Curriculum Expectations in Writing

Year 1   Year 2   Year 3   Year 4   Year 5   Year 6

Year 1 Writing

Year 1 Expectations

Transcription

  • Sit correctly at a table, holding a pencil comfortably and correctly.
  • Begin to form lower case letters in the correct direction, starting and finishing in the right place
  • Form capital letters and the digits 0-9
  • Understand which letters belong to which handwriting ‘families’ (i.e. letters that are formed in similar ways) and to practise these
  • Identify known phonemes in unfamiliar words
  • Use syllables to divide words when spelling
  • Use knowledge of alternative phonemes to narrow down possibilities for accurate spelling
  • Use the spelling rule for adding s or es for verbs in 3rd person singular
  • Name the letters of the alphabet in order
  • Use letter names to show alternative spellings of the same phoneme

Composition

  • Compose a sentence orally before writing it
  • Sequence sentences to form short narratives
  • Sequence sentences in chronological order to recount an event or an experience
  • Re-read what they have written to check that it makes sense
  • Leave spaces between words
  • Begin to punctuate sentences using a capital letter, and a full stop, question mark or exclamation mark
  • Use a capital letter for names of people, places, the days of the week, and the personal pronoun ‘I’
  • Use ‘and’ to join sentences together
  • Know how the prefix ‘un’ can be added to words to change meaning
  • Use the suffixes: s, es, ed, er and ing within their writing

Writing-Exceeding Statements

  • Write short stories about something personal to them
  • Sequence a short story or series of events related to learning in science, history & geography
  • Writing makes sense to the reader without additional explanation
  • Confident in changing the way sentences start
  • Make sentences longer and use words other than ‘and’ and ‘then’ to join ideas together
  • Use new vocabulary for the first time in story or explanations and is excited about experimenting with new vocabulary
  • Know which letters sit below the line and which are tall letters
  • Consistent in use of lower case and capital letters
  • Sound out spelling when not sure and come up with phonetically plausible attempts at spelling unfamiliar words
  • Spell almost all words in the Year 1 and 2 list accurately.
★ ★ ★ ★ ★ ★ ★
- GIVEN INSTRUCTION 1
In the Year 1 writing expectations, which word are pupils expected to use to join sentences together?
★ ★ ★ ★ ★ ★ ★
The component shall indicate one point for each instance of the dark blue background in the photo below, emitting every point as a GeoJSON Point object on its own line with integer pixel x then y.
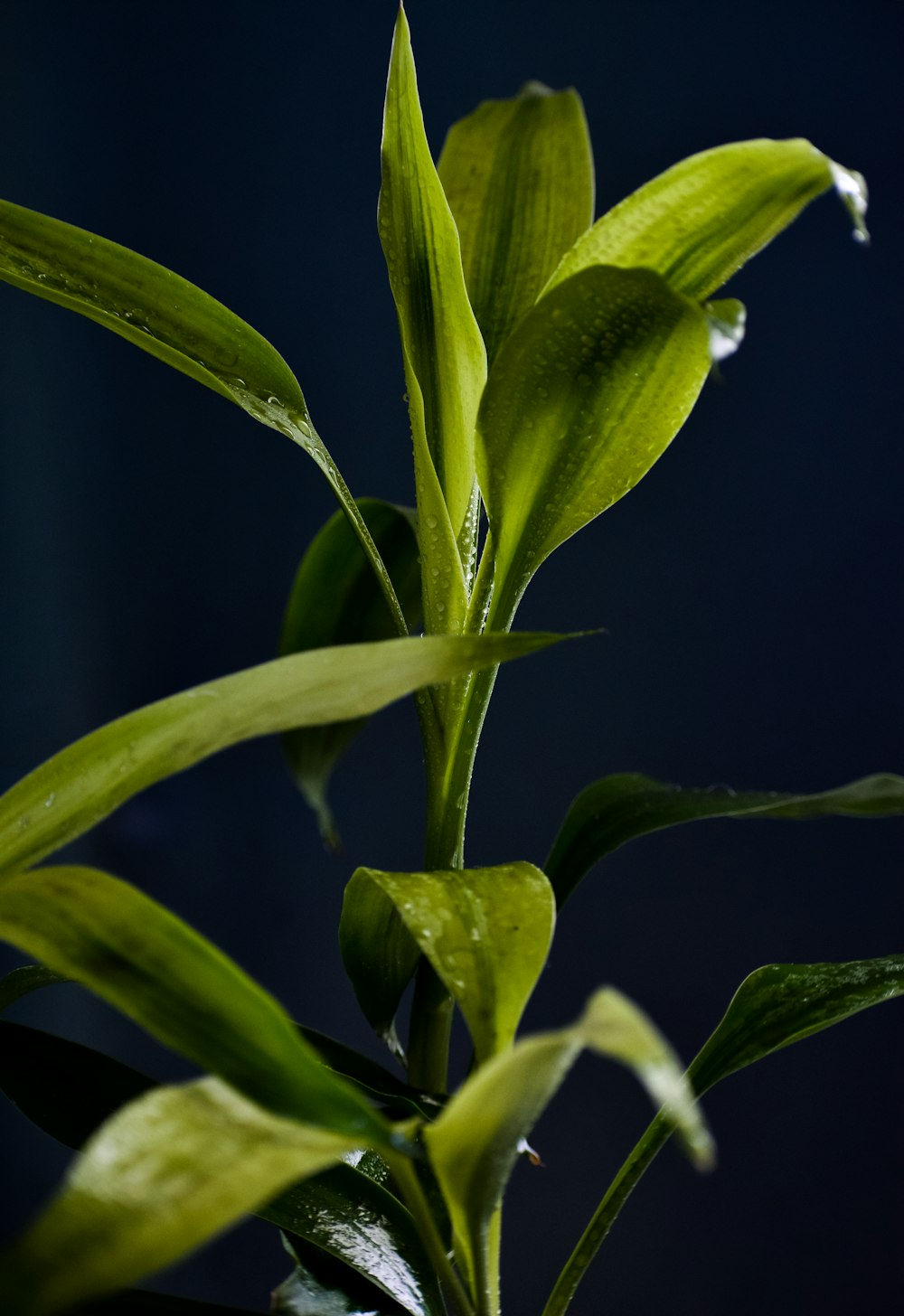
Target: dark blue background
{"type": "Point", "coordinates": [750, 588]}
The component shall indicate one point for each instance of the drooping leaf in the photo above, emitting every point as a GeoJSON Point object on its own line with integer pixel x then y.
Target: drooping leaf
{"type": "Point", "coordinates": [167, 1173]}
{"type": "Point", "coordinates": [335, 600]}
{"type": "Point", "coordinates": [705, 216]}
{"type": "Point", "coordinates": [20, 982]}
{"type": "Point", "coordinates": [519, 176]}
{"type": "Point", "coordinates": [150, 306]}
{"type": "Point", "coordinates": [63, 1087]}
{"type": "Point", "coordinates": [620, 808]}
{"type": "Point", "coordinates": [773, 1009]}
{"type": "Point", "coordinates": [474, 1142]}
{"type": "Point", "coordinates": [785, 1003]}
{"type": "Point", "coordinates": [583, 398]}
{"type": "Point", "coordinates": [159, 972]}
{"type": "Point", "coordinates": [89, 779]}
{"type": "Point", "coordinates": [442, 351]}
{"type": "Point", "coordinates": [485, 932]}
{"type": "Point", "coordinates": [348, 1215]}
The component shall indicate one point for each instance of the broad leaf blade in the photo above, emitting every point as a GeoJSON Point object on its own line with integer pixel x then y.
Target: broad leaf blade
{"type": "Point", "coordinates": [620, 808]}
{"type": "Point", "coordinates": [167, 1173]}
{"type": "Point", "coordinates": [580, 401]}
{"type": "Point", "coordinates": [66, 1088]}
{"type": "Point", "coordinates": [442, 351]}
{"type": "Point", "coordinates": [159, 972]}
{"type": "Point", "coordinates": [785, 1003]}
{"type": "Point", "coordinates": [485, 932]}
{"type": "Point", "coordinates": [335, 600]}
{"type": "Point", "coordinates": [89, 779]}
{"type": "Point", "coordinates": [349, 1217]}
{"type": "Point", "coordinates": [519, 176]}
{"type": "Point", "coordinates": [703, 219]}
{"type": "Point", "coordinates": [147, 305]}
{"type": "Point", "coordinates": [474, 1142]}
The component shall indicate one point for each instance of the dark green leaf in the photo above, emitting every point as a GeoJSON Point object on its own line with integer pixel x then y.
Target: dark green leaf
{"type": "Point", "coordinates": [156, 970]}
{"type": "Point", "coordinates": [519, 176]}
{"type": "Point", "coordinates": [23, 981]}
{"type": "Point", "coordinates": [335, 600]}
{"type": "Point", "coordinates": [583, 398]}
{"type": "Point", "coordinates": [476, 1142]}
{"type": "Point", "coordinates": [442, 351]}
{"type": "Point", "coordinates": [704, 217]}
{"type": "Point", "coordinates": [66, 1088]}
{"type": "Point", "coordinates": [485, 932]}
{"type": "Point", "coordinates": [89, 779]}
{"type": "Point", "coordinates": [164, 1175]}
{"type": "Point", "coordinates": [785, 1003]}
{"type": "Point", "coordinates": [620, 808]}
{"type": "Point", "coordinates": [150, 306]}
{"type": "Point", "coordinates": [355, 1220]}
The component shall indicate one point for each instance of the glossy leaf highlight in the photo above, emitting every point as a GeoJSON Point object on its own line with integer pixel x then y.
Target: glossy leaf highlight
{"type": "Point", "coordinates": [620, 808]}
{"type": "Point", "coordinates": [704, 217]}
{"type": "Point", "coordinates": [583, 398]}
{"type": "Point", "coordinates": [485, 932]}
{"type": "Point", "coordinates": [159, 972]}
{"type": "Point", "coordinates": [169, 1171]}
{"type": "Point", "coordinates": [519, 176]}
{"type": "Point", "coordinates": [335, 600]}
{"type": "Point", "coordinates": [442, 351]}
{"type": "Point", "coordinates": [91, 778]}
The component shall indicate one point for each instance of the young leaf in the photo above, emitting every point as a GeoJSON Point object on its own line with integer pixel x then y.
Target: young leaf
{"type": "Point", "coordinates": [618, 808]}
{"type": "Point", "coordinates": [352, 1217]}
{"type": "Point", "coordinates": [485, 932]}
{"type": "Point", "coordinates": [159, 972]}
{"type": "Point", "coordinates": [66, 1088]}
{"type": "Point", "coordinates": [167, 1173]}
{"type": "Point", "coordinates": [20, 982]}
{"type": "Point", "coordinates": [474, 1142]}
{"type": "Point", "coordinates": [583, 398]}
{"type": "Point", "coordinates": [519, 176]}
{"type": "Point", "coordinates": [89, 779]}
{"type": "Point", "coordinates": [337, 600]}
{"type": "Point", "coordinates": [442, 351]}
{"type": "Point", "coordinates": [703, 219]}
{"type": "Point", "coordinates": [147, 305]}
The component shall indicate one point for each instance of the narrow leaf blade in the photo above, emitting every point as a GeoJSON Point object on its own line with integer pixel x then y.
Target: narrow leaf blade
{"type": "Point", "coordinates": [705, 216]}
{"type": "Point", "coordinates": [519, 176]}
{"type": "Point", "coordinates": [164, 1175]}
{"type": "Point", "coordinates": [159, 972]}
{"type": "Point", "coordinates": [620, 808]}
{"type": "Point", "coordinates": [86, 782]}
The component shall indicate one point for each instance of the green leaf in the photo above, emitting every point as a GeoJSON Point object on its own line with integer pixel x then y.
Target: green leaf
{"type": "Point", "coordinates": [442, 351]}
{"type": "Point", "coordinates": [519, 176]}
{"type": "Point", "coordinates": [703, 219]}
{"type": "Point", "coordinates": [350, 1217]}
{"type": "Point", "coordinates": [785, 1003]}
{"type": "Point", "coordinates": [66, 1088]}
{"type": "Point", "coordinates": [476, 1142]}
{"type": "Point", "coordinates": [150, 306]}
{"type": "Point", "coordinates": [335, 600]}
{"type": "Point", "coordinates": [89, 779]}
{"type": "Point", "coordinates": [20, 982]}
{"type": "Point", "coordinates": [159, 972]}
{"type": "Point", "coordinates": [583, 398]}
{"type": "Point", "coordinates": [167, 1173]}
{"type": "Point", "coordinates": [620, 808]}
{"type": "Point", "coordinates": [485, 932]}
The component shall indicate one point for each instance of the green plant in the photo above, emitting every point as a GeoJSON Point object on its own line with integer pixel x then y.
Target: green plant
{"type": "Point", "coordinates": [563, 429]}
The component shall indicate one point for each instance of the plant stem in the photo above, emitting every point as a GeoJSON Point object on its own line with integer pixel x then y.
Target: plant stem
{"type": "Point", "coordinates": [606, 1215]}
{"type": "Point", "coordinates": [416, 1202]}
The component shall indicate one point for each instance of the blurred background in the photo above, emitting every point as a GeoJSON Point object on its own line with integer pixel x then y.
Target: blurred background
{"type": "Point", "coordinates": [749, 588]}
★ ★ ★ ★ ★ ★ ★
- GIVEN INSTRUCTION 2
Could you reproduce the listing verbatim, starting at the line that contains "of the plant" and continuing through the final line of the listing?

- WRITTEN REPLY 1
‘and’

- WRITTEN REPLY 2
The component shall indicate one point for each instance of the plant stem in the photo above, emitting every point as a GeoJSON Point object on its own line with integer pixel x then y.
Target: plant stem
{"type": "Point", "coordinates": [606, 1215]}
{"type": "Point", "coordinates": [416, 1202]}
The component shall indicate one point for each instance of the blurred background in the photo above, emitting every point as a GeoJSON Point object on its own line with integer pixel x then y.
Target: blurred background
{"type": "Point", "coordinates": [749, 588]}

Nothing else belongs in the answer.